In practice, STFT divides a time singal into short segments of equal length ( window_length ) and then the Fourier transform of each segment is computed. The resulting segment-frequency content can be plotted against time and it is called spectrogram.

Practically, the STFT can be summarised in these steps:

  • Take an input signal ( e.g. mp3 file)
  • Multiply the signal by a window function (e.g. Hamming function). This will help the Fourier transform to be computed at the extremes of each segment, in order to avoid possible discontinuities in the signal, which may block the Fourier Transform computation
  • Slide with a window and a hop-size window along the singal/time and compute the Fourier transform

Fig. 1 helps to better understand what STFT does. An input signal with a defined amplitude, in decibel, and time, in seconds, is encapsulated in N windows of size windowSize. Every HopSize, the window define a signal-segment, which is Fourier transformed. The output frequency, in Hertz, can be plotted as a function of time.

Fig. 1: STFT in a nutshell. A window size and hop size are defined. For each window-segment the Fourier Transform is computed. Frequency content can then be displayed as a function of time
Fig. 1: STFT in a nutshell. A window size and hop size are defined. For each window-segment the Fourier Transform is computed. Frequency content can then be displayed as a function of time

The last thing to remember is the Nyquist frequency. If you look at the spectrogram, you will find out that the maximum plotted frequency is half of the sampling frequency of the signal, in order to avoid an issue known as aliasing in the Fourier Transform. This means that out of the N complex Fourier coefficients retrieved from a signal, with sampling frequency fs (e.g. an audio file have usually a sampling frequency of 44100 Hz) only half of these are useful, representing frequencies from 0 to fs/2

For more info I definitely recommend these very valuable and useful books:


STFT in Cython: Let’s have fun

Plan of Action

Fig. 2: Schematic implementation from Python to Cython and C
Fig. 2: Schematic implementation from Python to Cython and C

Figure 2 shows a plan of action to implement STFT in Cython and C. The entire process can be divided in three chunks, which makes use respectively of Python, Cython and C:

  1. The Python interface deals with input/output and manipulation of the signal:
  • The mp3/wav input file is opened with scipy or pydub
  • Left and right channels are isolated and only channel[:,0] is analysed
  • Padding is perform on the signal, so the total number of elements is a power of 2, which improves the performance of the Fourier transform library fftw
  1. The Cython interface translates the Pythonic inputs to memoryviews, which can then be easily passed as pointers to the C suite:
  • To have a concreate idea, fig.3 shows an example for creating a memoryview in Cython from an array of zeros, np.zeros of length n_elements

    1. The C interface performs the core STFT operations. In a nutshell:
  • Define the fftw3 library domain with the fftw elements and plan. The plan is necessary to perform the Fast Fourier Transform:

  • Create a Hamming window
  • Perform the STFT for loop: multiply input chunk by Hamming window, compute the Fast Fourier transform on the output, store half of this result.

● ● ● ●

> [Required task a]: Copy out the records word for word, from their beginning up to and including the line containing "[9,0,1290,206]". Leave the picture out of your answer.
The passage on the short-time Fourier transform and the records come from unrelated sources.

Stored records
● ● ● ●

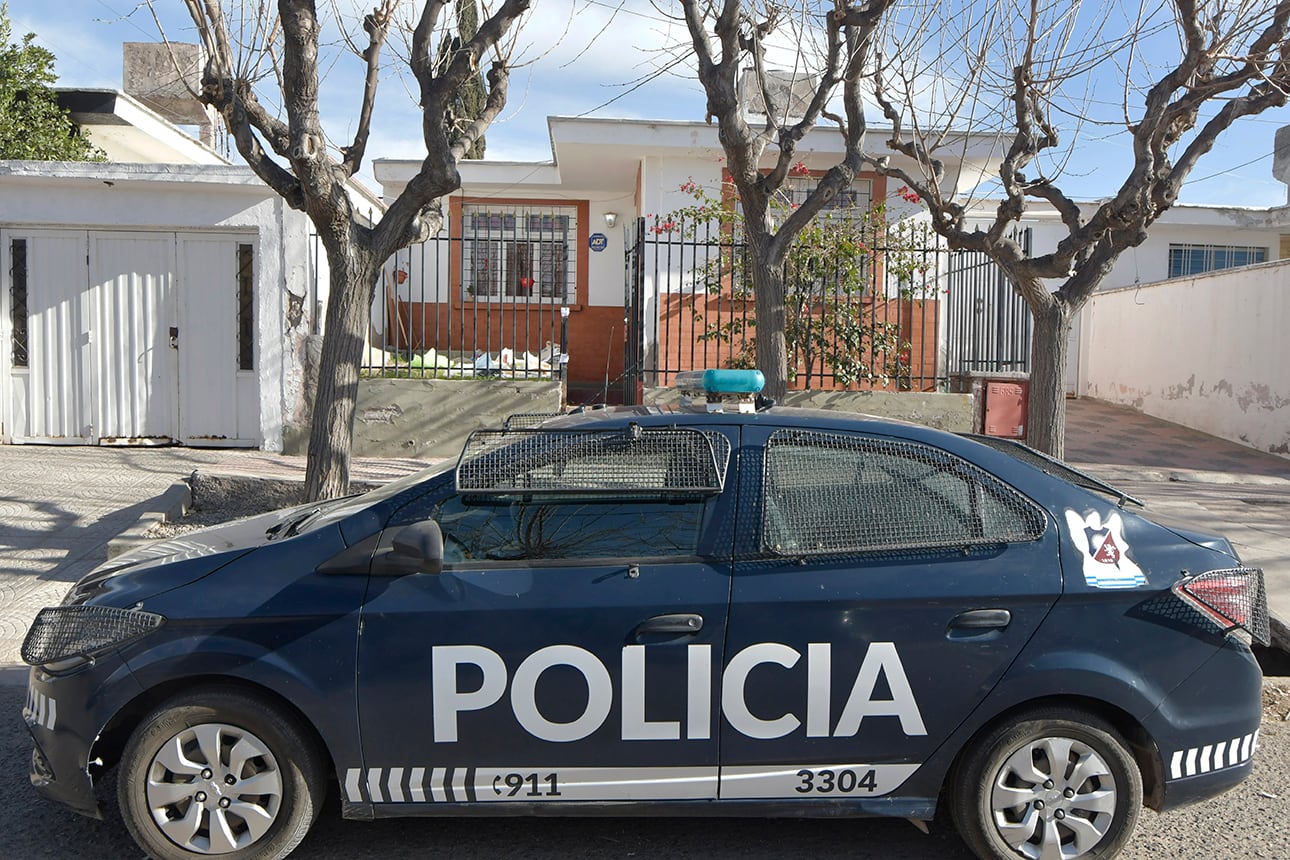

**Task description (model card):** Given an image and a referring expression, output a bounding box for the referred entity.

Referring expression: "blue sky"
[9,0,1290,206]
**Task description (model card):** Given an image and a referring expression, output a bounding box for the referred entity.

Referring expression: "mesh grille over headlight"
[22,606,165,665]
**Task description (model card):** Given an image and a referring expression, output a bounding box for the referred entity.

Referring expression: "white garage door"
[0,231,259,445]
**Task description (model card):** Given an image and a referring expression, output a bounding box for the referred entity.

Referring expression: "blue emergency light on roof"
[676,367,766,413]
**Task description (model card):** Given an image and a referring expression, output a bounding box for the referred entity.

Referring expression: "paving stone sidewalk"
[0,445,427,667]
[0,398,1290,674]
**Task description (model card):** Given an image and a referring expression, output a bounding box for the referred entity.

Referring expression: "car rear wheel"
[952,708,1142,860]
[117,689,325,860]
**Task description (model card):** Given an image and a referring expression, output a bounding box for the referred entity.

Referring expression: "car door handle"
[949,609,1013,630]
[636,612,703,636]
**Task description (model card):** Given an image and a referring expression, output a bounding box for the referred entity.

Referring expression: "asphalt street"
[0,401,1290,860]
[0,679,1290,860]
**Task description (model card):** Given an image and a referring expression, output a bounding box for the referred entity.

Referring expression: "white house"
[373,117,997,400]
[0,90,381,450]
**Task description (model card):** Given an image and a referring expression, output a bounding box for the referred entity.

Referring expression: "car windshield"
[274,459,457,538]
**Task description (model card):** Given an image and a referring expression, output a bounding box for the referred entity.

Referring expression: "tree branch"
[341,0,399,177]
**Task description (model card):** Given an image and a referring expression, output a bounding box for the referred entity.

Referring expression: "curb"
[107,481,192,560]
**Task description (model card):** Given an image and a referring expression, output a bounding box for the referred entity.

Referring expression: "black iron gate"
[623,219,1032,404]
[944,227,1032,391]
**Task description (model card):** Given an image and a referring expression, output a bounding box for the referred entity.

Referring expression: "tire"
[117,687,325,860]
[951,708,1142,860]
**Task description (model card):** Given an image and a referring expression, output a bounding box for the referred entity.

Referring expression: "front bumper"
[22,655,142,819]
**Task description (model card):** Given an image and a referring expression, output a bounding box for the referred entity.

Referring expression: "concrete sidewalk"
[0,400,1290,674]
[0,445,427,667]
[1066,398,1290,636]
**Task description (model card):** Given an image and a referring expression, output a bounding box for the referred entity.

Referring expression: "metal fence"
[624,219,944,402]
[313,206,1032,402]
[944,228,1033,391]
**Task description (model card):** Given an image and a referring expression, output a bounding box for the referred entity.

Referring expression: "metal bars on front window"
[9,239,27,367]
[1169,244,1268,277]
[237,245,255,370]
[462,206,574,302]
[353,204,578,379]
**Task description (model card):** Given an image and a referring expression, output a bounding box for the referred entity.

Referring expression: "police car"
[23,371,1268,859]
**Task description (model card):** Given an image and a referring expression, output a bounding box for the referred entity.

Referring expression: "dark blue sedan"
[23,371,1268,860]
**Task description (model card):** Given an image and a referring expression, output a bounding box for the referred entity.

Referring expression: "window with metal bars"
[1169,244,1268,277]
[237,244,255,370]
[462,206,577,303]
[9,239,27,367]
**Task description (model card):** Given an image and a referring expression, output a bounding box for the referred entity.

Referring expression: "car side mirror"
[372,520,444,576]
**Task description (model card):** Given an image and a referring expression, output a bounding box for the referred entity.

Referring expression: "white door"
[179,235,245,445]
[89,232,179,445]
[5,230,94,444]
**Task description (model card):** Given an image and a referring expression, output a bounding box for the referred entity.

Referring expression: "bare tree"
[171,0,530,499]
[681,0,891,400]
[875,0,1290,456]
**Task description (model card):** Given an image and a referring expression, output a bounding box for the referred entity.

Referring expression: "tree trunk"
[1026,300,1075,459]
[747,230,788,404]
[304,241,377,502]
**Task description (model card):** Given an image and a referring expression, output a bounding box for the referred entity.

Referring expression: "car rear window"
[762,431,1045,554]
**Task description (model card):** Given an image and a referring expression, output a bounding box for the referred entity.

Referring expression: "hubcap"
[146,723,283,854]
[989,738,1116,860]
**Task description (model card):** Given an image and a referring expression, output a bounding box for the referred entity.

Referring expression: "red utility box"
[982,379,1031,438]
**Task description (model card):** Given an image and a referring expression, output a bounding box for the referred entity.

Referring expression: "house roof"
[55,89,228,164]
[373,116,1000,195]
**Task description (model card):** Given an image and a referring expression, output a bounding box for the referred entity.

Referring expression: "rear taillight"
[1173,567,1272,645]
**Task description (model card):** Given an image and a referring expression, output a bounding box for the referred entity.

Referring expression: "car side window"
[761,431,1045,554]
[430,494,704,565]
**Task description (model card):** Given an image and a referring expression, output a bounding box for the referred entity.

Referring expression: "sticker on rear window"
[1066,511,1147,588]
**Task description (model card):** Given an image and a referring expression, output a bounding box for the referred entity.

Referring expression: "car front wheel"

● ● ● ●

> [Required task b]: Write the next part of the passage on the short-time Fourier transform, starting after its final sentence.

> [Result a]:
**Task description (model card):** Given an image and a referring expression, output a bounding box for the referred entity.

Referring expression: "blue sky"
[9,0,1290,206]

> [Result b]:
It is very important to highlight that the current structure makes sure the most computational intense operations are performed in the C code and all the info are then returned back to Python. This allows to lower the computational cost – as many algorithms are Python implemented only and not in C – and improve the overall Python code performance.

Python Script

Code: https://github.com/Steboss/music_retrieval/blob/master/stft/installer/tester.py

The Python script handles input audio files and prepares all the info for the STFT to be performed.

Firstly,pydub can be used to open and read an mp3 file, while scipy offers a built-in function to read wav extensions:

Then we can define all the "constants" in our code and call the STFT:

In fig. 6, the windowSize and hopSize are defined. As shown in fig.1 these two quantities can overlap. In general, more overlap gives more analysis points and smoother results across time, but the price to pay is a higher computational cost. Overall for this tutorial we can attain to the same size, but feel free to experiment as much as possible.

Cython code

Code: https://github.com/Steboss/music_retrieval/blob/master/stft/installer/stft.pyx

Cython codes usually have two extensions: pyx and pxd . The former is where the main code is written, while the second one if used for declarations. In this tutorial we are going to use just the pyx extension, in order to get more familiar with Cython and have to deal with just one piece of code.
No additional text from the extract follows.